La cour administrative d’appel de Bordeaux confirme l’annulation de l’autorisation unique délivrée le 29 janvier 2018 pour la réalisation des travaux de contournement du bourg de Beynac-et-Cazenac et prononce l’annulation de la déclaration d’intérêt général du projet et des permis d’aménager. Elle confirme l’obligation pour le département de la Dordogne de démolir les éléments déjà construits et de remettre les lieux en état.
Afin de répondre aux difficultés de circulation sur la RD 703 dans sa partie traversant la commune de Beynac-et-Cazenac, le département de la Dordogne a élaboré un projet de contournement de la commune par le sud, comportant principalement une voie nouvelle de 3,2 kilomètres, deux ponts franchissant la Dordogne en amont et en aval du bourg et un passage sous la voie ferrée reliant Sarlat-la-Canéda et Bergerac. La déclaration d’utilité publique du projet, prononcée le 26 décembre 2001, est devenue définitive, mais plusieurs associations et riverains ont saisi le tribunal administratif de Bordeaux de demandes d’annulation de quatre décisions : la déclaration d’intérêt général du projet, résultant d’une délibération de la commission permanente du conseil départemental de la Dordogne du 18 décembre 2017, les permis d’aménager du 18 janvier 2018 délivrés par les maires de Castelnaud-la-Chapelle et de Vézac et l’autorisation unique du 29 janvier 2018, délivrée par le préfet de la Dordogne valant autorisation « loi sur l’eau » au titre de l’article L. 214-3 du code de l’environnement, autorisation de défrichement, accord au titre de l’article L. 414-4 du code de l’environnement concernant la protection des sites Natura 2000 et dérogation aux interdictions d’atteinte aux espèces protégées et à leurs habitats en application de l’article L. 411-2 du code de l’environnement.

Éléments pour identifier des lieux

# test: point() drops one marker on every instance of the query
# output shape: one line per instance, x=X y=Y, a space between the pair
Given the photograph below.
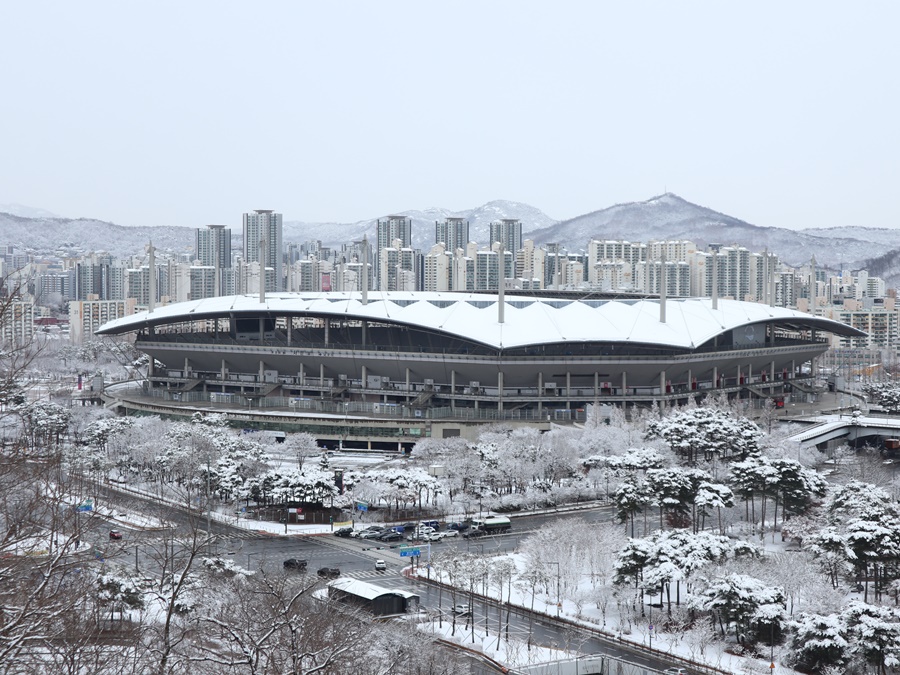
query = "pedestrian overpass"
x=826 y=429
...
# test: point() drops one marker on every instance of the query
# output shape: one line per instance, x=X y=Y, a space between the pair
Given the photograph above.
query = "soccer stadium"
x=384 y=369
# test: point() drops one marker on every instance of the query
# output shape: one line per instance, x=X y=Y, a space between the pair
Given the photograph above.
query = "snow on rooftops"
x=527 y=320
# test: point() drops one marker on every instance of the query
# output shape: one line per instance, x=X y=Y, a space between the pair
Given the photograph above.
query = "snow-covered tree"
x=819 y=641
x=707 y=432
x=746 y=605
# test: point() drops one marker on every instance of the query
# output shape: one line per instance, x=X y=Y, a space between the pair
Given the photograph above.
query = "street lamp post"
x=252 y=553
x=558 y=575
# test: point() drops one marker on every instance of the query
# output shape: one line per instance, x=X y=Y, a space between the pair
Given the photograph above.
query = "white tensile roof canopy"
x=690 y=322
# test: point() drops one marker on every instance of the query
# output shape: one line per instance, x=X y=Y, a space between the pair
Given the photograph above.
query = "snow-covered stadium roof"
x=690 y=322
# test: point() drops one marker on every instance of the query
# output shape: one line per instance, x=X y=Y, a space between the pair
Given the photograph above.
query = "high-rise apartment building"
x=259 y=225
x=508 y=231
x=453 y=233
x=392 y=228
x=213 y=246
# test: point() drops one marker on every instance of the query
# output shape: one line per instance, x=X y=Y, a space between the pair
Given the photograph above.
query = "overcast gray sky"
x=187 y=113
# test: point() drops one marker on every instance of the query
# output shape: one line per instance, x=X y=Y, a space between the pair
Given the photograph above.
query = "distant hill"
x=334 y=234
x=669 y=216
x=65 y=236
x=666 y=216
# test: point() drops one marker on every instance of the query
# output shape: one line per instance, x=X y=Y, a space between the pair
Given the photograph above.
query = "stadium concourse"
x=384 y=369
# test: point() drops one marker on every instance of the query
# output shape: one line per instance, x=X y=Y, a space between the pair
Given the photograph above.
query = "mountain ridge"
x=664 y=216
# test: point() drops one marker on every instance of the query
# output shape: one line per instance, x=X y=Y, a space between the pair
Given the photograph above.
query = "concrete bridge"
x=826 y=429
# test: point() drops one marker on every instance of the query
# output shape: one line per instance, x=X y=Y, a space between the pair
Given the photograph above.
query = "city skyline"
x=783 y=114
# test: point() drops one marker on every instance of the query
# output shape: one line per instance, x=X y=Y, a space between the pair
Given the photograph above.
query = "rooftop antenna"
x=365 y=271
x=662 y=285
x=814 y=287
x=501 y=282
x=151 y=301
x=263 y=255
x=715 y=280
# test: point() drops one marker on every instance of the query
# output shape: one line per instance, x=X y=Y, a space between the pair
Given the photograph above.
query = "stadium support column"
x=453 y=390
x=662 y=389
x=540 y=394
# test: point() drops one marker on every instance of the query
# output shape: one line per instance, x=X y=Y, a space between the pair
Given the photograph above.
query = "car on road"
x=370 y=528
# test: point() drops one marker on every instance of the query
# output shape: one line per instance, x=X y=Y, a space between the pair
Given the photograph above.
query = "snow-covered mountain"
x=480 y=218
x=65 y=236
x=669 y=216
--
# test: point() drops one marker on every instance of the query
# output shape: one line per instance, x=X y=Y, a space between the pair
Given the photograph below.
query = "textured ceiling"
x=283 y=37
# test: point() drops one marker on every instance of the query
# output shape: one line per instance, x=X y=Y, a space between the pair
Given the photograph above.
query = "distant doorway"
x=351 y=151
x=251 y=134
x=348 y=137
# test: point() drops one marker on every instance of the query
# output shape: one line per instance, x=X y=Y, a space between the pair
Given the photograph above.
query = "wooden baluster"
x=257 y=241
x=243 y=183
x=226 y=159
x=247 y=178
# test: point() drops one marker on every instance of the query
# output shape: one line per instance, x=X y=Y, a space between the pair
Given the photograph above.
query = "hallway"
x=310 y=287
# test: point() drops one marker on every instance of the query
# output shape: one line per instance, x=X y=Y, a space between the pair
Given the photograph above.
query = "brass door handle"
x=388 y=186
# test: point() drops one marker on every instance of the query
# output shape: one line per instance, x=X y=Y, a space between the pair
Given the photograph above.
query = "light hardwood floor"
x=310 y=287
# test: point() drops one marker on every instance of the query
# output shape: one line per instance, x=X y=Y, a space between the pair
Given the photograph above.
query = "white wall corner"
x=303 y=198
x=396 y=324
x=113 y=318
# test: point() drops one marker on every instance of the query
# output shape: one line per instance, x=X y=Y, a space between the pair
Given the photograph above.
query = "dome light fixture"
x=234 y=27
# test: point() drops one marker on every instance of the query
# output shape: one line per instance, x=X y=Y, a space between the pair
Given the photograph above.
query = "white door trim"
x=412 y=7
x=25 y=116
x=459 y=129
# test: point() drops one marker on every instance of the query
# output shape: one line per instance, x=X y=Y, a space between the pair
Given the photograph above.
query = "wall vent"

▶ _Objectif_
Recopiez mot pour mot, dans le texte sur le contournement de Beynac-et-Cazenac, tout ce qui va de « La cour administrative » jusqu'à « lieux en état. ». Ces enregistrements ne servent à rien ici.

▶ _Réponse_
La cour administrative d’appel de Bordeaux confirme l’annulation de l’autorisation unique délivrée le 29 janvier 2018 pour la réalisation des travaux de contournement du bourg de Beynac-et-Cazenac et prononce l’annulation de la déclaration d’intérêt général du projet et des permis d’aménager. Elle confirme l’obligation pour le département de la Dordogne de démolir les éléments déjà construits et de remettre les lieux en état.